---- GIVEN INFORMATION
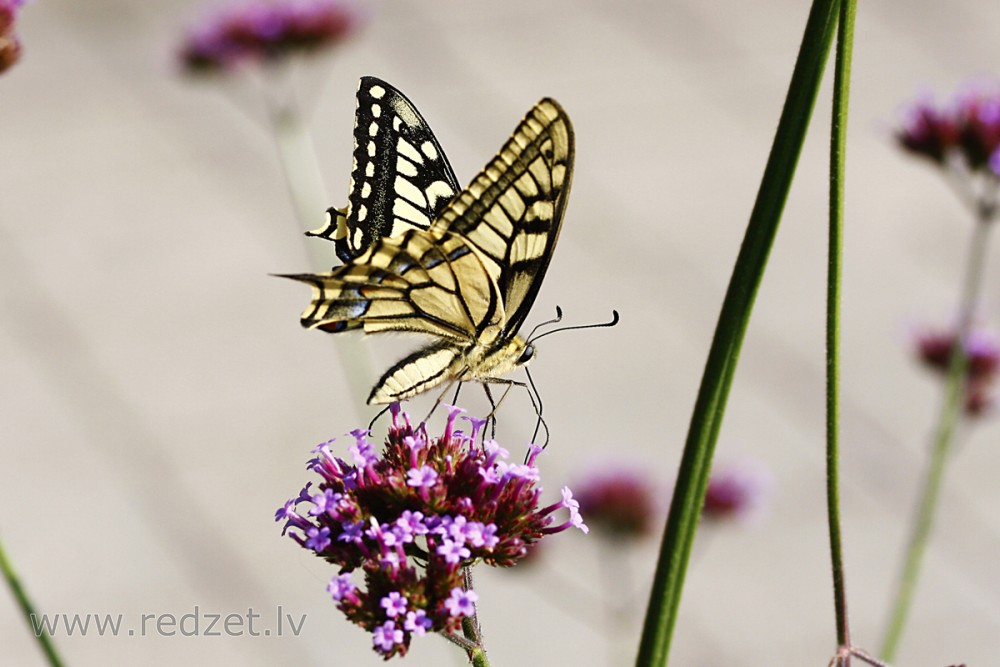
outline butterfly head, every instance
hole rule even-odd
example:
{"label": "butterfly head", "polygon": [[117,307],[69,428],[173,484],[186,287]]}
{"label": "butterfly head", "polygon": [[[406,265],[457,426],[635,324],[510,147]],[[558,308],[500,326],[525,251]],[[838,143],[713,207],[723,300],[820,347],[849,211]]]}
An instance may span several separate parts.
{"label": "butterfly head", "polygon": [[468,359],[473,363],[469,364],[470,372],[463,379],[498,378],[528,365],[534,358],[535,346],[521,336],[514,336],[492,348],[482,349],[479,355],[469,354]]}

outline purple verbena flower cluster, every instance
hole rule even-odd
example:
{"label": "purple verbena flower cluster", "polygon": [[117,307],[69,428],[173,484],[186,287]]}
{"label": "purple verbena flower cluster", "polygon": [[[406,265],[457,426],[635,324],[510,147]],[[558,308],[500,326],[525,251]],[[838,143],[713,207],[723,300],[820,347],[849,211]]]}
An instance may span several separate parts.
{"label": "purple verbena flower cluster", "polygon": [[[366,430],[351,433],[353,463],[335,456],[330,442],[319,445],[309,469],[321,481],[275,517],[299,545],[339,566],[327,590],[387,659],[405,655],[413,636],[458,632],[475,613],[463,568],[511,566],[546,534],[587,530],[568,488],[560,502],[538,508],[541,448],[512,463],[496,442],[476,444],[483,420],[466,418],[468,434],[456,430],[461,412],[449,408],[444,433],[432,438],[394,405],[381,454]],[[563,508],[569,519],[553,526],[552,513]]]}
{"label": "purple verbena flower cluster", "polygon": [[14,32],[14,20],[28,0],[0,0],[0,74],[21,59],[21,40]]}
{"label": "purple verbena flower cluster", "polygon": [[960,158],[969,171],[1000,174],[1000,88],[969,90],[945,106],[922,99],[906,111],[896,140],[942,166]]}
{"label": "purple verbena flower cluster", "polygon": [[256,0],[234,5],[190,30],[179,59],[192,74],[274,63],[337,44],[359,19],[357,12],[336,0]]}
{"label": "purple verbena flower cluster", "polygon": [[[928,329],[915,336],[920,360],[941,375],[948,372],[954,345],[954,331]],[[965,354],[965,413],[977,416],[989,411],[996,402],[993,383],[1000,370],[1000,339],[992,332],[973,329],[965,338]]]}

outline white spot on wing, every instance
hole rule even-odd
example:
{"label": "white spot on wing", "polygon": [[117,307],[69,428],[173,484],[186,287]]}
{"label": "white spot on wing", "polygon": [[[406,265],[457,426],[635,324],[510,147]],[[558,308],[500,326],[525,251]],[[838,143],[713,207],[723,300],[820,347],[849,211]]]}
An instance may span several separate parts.
{"label": "white spot on wing", "polygon": [[413,222],[422,225],[430,224],[430,220],[427,219],[427,215],[416,209],[405,199],[397,199],[392,203],[392,214],[406,220],[412,220]]}
{"label": "white spot on wing", "polygon": [[396,182],[393,183],[393,186],[396,188],[397,193],[399,193],[403,197],[406,197],[412,202],[416,202],[419,204],[422,203],[425,199],[424,193],[420,191],[420,188],[418,188],[405,178],[397,178]]}
{"label": "white spot on wing", "polygon": [[402,174],[403,176],[417,175],[416,165],[410,162],[409,160],[404,160],[401,157],[396,158],[396,171]]}
{"label": "white spot on wing", "polygon": [[420,156],[420,153],[417,152],[417,149],[414,148],[413,144],[411,144],[409,141],[400,138],[400,140],[396,142],[396,151],[400,155],[405,155],[406,157],[413,160],[417,164],[424,163],[424,158]]}
{"label": "white spot on wing", "polygon": [[435,202],[439,199],[451,199],[455,196],[455,191],[451,189],[451,186],[444,181],[434,181],[427,186],[427,203],[431,205],[432,208],[435,207]]}

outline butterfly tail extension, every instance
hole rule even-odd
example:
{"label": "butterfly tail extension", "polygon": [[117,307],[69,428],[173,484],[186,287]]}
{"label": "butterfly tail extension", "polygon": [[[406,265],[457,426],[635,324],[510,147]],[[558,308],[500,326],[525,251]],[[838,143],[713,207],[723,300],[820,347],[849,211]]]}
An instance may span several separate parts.
{"label": "butterfly tail extension", "polygon": [[423,347],[386,371],[368,396],[369,405],[403,401],[456,377],[462,350],[439,341]]}

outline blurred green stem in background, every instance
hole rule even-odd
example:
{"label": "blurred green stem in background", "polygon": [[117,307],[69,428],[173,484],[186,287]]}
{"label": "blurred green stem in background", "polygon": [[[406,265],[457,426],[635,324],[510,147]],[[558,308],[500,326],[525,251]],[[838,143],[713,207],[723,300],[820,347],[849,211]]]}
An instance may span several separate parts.
{"label": "blurred green stem in background", "polygon": [[691,415],[636,665],[667,664],[726,399],[754,298],[805,141],[839,11],[838,0],[813,0],[809,11],[781,119],[722,303]]}
{"label": "blurred green stem in background", "polygon": [[42,649],[42,653],[45,654],[45,658],[52,667],[62,667],[63,663],[59,659],[59,654],[56,653],[56,647],[52,643],[52,638],[42,628],[38,612],[32,606],[27,592],[21,586],[21,580],[18,578],[17,573],[14,572],[13,565],[7,559],[3,542],[0,542],[0,572],[3,572],[3,578],[7,581],[10,592],[14,594],[14,599],[17,600],[17,604],[21,608],[21,613],[24,614],[24,621],[31,629],[31,634],[35,636],[35,640],[38,642],[39,648]]}
{"label": "blurred green stem in background", "polygon": [[[330,204],[302,113],[293,102],[271,102],[269,117],[281,169],[301,229],[303,232],[318,229],[324,224],[326,209]],[[324,249],[328,252],[321,252]],[[321,273],[330,270],[330,261],[334,257],[332,249],[333,243],[329,241],[307,240],[306,250],[314,270]],[[358,419],[364,420],[368,412],[365,398],[370,391],[370,383],[377,377],[372,368],[371,357],[358,337],[338,336],[334,344],[340,365],[347,376],[355,413]]]}
{"label": "blurred green stem in background", "polygon": [[989,234],[996,218],[996,184],[992,183],[978,199],[970,203],[975,209],[976,220],[966,256],[965,276],[962,279],[962,291],[959,296],[958,322],[952,338],[954,342],[951,354],[948,357],[948,373],[945,378],[941,411],[938,415],[937,426],[934,428],[931,460],[920,492],[916,515],[910,528],[912,531],[910,542],[904,554],[902,570],[896,583],[896,596],[889,616],[889,625],[882,641],[881,657],[887,662],[895,660],[903,637],[906,618],[909,615],[913,594],[920,576],[920,567],[923,563],[924,553],[927,551],[927,542],[930,539],[934,515],[937,512],[945,465],[954,441],[955,428],[961,418],[964,406],[963,399],[965,398],[965,382],[968,372],[968,356],[965,353],[966,341],[972,330],[976,302],[979,300],[982,289]]}
{"label": "blurred green stem in background", "polygon": [[[837,645],[850,650],[851,630],[844,584],[844,552],[840,529],[840,284],[844,247],[844,161],[847,154],[847,111],[851,90],[856,0],[843,0],[837,28],[837,55],[830,127],[830,241],[826,298],[826,505],[830,531],[830,565],[837,617]],[[840,662],[847,667],[850,654]]]}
--------
→ **STATED GOAL**: Pull out each line of the data that contains the word "outline". Matching is case-sensitive.

→ **OUTPUT FOR THIS TASK**:
outline butterfly head, every instance
outline purple verbena flower cluster, every instance
outline white spot on wing, every instance
outline butterfly tail extension, every instance
outline blurred green stem in background, every instance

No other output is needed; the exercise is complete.